# EXERCISE TASK:
Could you copy word for word everything below, from the line containing "Please spot the pink" down to the very last line, with both ends included and the pictures left out?

# MATERIAL FOR THIS EXERCISE:

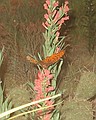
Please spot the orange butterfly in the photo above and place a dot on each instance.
(48, 60)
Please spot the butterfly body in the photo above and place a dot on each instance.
(48, 60)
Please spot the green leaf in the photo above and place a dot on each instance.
(86, 88)
(77, 110)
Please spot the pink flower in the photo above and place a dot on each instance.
(46, 16)
(66, 8)
(47, 24)
(45, 6)
(66, 18)
(47, 117)
(47, 74)
(56, 16)
(44, 25)
(56, 4)
(40, 75)
(49, 89)
(57, 49)
(48, 2)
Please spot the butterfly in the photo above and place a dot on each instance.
(48, 60)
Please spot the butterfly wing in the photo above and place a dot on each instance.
(52, 59)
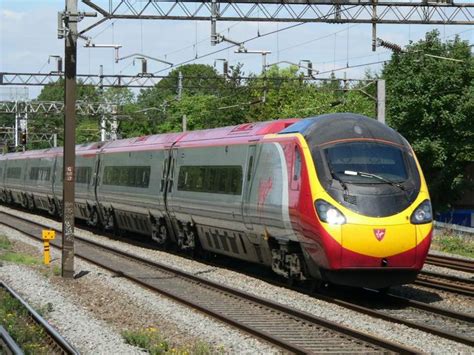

# TASK SOLUTION:
Please spot the pink flower in the photo above and place a dot on each instance.
(46, 16)
(66, 8)
(47, 24)
(45, 6)
(66, 18)
(47, 117)
(47, 74)
(56, 16)
(44, 25)
(56, 4)
(40, 75)
(49, 89)
(57, 49)
(48, 2)
Please spot the butterfly in the photo above and place a dot on each instance.
(48, 60)
Please spot the butterfly wing in the photo above and place a dot on each instance.
(52, 59)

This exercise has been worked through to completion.